• _Extracted text_
● ● ● ● ●

Uninterrupted and quiet power is crucial if you work remotely. The flexibility that working from home offers you means you can incorporate naps, late-night and wee hours into your work cycle. It’s good that you’re either considering or sticking to an inverter setup for backup power, but the jargon can feel overwhelming and you end up with either an underpowered or overly expensive setup.
My objective is to demystify the process so you end up with just the right setup for you.
Inverter
An inverter converts battery-stored DC power into AC power, which your household appliances use. It’s rated in kVA. The size of your inverter (Watts) determines how many appliances you can run at once. To calculate this, you multiply your kVA rating by the power factor (often 0.8).
A 3.5 kVA inverter, for example, would handle 3.5 * 0.8, which is 2.8kW or 2,800 Watts of load. It can handle a little above this load, but for a very short duration. Recall that devices often have a startup voltage that is higher than the operating voltage. Because the startup phase lasts only a few seconds, your inverter would supply the necessary power during this surge as long as it doesn’t exceed the inverter’s peak power supply.
What kVA rating do I need?
Three things you should take note of are:
- The wattage of the heaviest appliances you wish to power
- How your appliances are grouped, i.e., which appliances need to run at the same time
- The starting Wattage
Once you have the answers to these, you divide the total wattage rating by 0.8 to get your ideal kVA rating. For example:
Lets say I have the following applicances:
- 1 Ceiling fan (80W)
- 2 standing fans (70W)
- 1 Laptop (45W)
- 1 TV (90W)
- 1 Deep freezer (160W)
- 5 10W bulbs (50W)
- 1 Washing machine (600W)
The heaviest appliance is my washing machine at 600W. If I wish to power all at once, then the total load is 1095W. I could, on a tight budget, opt for a 1.5kVA inverter because 1.5kVA would be 1,200W, but I need to consider two things:
- Load on the inverter: If the rating is 1,200W and I’m constantly drawing 1,100W, then the inverter will constantly be under strain. You can tell this by the loud hum of the cooling fan.
- Starting voltage: If I turned on the inverter while all these appliances are plugged in, then I might get an overload warning, and the inverter could shut off. The deep freezer alone, for example, could draw as much as 480W to start.
For this reason, you might opt for a slightly higher kVA rating, say 2kVA, which could cost you more money.

● ● ● ● ●

(Labeled-object pointing entries)
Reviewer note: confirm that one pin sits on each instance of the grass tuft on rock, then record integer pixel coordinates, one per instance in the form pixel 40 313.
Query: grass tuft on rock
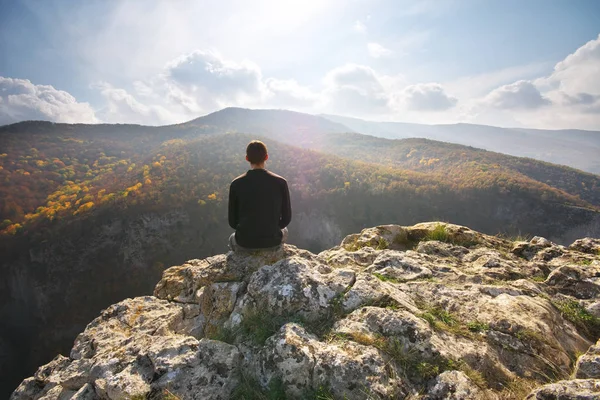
pixel 250 388
pixel 439 233
pixel 573 311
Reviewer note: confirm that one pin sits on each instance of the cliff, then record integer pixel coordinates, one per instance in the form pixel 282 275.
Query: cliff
pixel 431 311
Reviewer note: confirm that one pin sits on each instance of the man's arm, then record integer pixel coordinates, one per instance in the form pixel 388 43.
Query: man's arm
pixel 286 207
pixel 233 217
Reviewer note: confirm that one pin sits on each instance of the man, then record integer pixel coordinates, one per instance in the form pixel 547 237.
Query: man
pixel 259 204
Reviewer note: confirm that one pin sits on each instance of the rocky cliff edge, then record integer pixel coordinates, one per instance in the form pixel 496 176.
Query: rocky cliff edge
pixel 431 311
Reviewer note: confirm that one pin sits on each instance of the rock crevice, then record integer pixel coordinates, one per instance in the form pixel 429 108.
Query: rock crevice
pixel 431 311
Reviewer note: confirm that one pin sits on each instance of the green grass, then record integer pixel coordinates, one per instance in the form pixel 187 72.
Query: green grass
pixel 573 311
pixel 442 234
pixel 539 278
pixel 222 334
pixel 478 326
pixel 442 320
pixel 258 325
pixel 382 244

● ● ● ● ●

• _The task_
Retype the stretch of the inverter guide from "- 1 Laptop (45W)" through "you more money." word for word.

• _Output for this task_
- 1 Laptop (45W)
- 1 TV (90W)
- 1 Deep freezer (160W)
- 5 10W bulbs (50W)
- 1 Washing machine (600W)
The heaviest appliance is my washing machine at 600W. If I wish to power all at once, then the total load is 1095W. I could, on a tight budget, opt for a 1.5kVA inverter because 1.5kVA would be 1,200W, but I need to consider two things:
- Load on the inverter: If the rating is 1,200W and I’m constantly drawing 1,100W, then the inverter will constantly be under strain. You can tell this by the loud hum of the cooling fan.
- Starting voltage: If I turned on the inverter while all these appliances are plugged in, then I might get an overload warning, and the inverter could shut off. The deep freezer alone, for example, could draw as much as 480W to start.
For this reason, you might opt for a slightly higher kVA rating, say 2kVA, which could cost you more money.